== Fragmento del texto
Cajal confesaba a un compañero de estudios apellidado Cenarro:
“Me devora la sed insaciable
de libertad y de emociones novísimas. Mi ideal es América, y singularmente la
América tropical, ¡esa tierra de maravillas, tan celebrada por novelistas y
poetas! Sólo allí alcanza la vida su plena expansión y florecimiento. Orgía
suntuosa de formas y colores, la fauna de los trópicos parece imaginada por un
artista genial, preocupado en superarse a sí mismo. ¡Cuánto daría yo por
abandonar este desierto y sumergirme en la manigua inextricable!”
Decepcionado por la realidad que encontró en ultramar y enfermo de
disentería y paludismo, regresó a la península en 1875, compró un microscopio,
orientó su actividad médica hacia la investigación, se doctoró en Medicina
(1877) y obtuvo sucesivas cátedras en Valencia, Barcelona y Madrid.
El Premio Nobel y que
inventen ellos.
====
Consigna
Copia sin cambios todo lo que va en el fragmento sobre Cajal desde "Decepcionado por la" hasta "inventen ellos.". Los registros no tienen ningún papel en esto.
== Datos proporcionados
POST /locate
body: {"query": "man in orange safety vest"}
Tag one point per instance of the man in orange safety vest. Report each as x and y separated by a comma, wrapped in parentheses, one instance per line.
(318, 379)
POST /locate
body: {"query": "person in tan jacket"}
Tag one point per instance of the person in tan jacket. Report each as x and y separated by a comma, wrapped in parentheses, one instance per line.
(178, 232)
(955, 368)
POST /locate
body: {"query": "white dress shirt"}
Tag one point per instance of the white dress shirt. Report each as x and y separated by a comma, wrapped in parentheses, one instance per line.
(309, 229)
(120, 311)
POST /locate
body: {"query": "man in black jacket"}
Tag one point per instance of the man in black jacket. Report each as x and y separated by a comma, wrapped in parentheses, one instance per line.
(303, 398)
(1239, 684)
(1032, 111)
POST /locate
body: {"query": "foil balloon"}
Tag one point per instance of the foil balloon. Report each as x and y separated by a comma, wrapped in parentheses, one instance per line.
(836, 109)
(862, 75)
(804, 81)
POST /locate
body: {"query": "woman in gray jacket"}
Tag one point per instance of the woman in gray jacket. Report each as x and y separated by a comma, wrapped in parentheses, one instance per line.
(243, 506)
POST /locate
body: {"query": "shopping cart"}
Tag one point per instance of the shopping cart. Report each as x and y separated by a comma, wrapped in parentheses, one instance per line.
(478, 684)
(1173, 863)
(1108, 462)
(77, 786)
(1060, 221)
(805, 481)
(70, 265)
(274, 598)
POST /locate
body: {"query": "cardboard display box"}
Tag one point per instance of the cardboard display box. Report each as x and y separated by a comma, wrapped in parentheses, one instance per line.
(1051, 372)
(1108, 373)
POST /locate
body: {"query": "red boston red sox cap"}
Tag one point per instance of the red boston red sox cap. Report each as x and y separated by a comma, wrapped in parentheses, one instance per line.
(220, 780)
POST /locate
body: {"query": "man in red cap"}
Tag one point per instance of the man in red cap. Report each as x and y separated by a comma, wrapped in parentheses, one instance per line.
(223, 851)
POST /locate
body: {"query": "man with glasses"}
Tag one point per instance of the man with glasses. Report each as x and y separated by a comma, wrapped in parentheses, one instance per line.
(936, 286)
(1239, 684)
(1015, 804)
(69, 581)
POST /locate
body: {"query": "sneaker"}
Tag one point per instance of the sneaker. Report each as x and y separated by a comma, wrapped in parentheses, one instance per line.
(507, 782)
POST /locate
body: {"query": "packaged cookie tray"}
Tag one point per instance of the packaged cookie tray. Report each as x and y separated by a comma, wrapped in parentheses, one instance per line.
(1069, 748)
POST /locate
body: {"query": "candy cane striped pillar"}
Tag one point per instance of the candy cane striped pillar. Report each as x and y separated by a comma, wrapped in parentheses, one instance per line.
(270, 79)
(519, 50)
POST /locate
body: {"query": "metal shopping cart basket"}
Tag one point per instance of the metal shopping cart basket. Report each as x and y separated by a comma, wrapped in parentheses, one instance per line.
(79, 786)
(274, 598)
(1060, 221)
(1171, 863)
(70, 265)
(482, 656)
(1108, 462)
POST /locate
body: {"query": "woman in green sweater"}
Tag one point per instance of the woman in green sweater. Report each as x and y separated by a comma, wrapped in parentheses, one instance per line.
====
Respuesta
Decepcionado por la realidad que encontró en ultramar y enfermo de
disentería y paludismo, regresó a la península en 1875, compró un microscopio,
orientó su actividad médica hacia la investigación, se doctoró en Medicina
(1877) y obtuvo sucesivas cátedras en Valencia, Barcelona y Madrid.
El Premio Nobel y que
inventen ellos.